── PAGE EXCERPT ──

# Canadian...eh?



## denalidog

Howdy, from Alberta, Canada....just wondering if there are any fellow canadian cowgirls/boys on this site, throw me a rope if you wanna.:wink:


----------



## westerncowgurl

im from ontario


----------



## Jacksmama

Not born there but my dads family is from Ontario, welcome to the forum, eh!


----------



## Alwaysbehind

Welcome to the forum!


----------



## lilruffian

I'm from Alberta too! Welcome eh! lol the forum's great


----------



## Tala

Well I'm Blackfoot Indian and my ancestors are from Alberta! Um... eh.. lol


----------



## TheRoughrider21

I used to live in the UP and we used to go to Canada a lot...eh there. =)


----------



## ridergirl23

im in alberta to eh! lol
welcome to the forum!


----------



## Cheyennes mom

BC! I'm Jessica welcome and nice to meet you!


----------



## ridergirl23

cheyennesmom.... did you send your horses face marking into a magazine??? there was an article with some cool face markings horses have and some people sent their hroses amrkings in... and im SURE ive seen yourhorses face before! lol. maybe he has a twin...


----------



## Skutterbotch

ON girl here


----------



## KANSAS_TWISTER

born in montreal but moved to kansas 5 years ago.......


----------



## Golden Horse

Hi neighbor, Saskatchewan person here:wink:


----------



## Cheyennes mom

ridergirl23 said:


> cheyennesmom.... did you send your horses face marking into a magazine??? there was an article with some cool face markings horses have and some people sent their hroses amrkings in... and im SURE ive seen yourhorses face before! lol. maybe he has a twin...

───
── DATA SEGMENT ──

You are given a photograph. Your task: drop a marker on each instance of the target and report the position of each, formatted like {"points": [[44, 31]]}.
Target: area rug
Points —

───

TO-DO LIST:
1. Reproduce the stretch of the Canadian forum thread from "Well I'm Blackfoot" through "lot...eh there. =)".
2. In the Canadian forum thread, which province does Golden Horse say they are from?

FULL SOLUTIONS:
1.
Well I'm Blackfoot Indian and my ancestors are from Alberta! Um... eh.. lol


----------



## TheRoughrider21

I used to live in the UP and we used to go to Canada a lot...eh there. =)

2. Saskatchewan.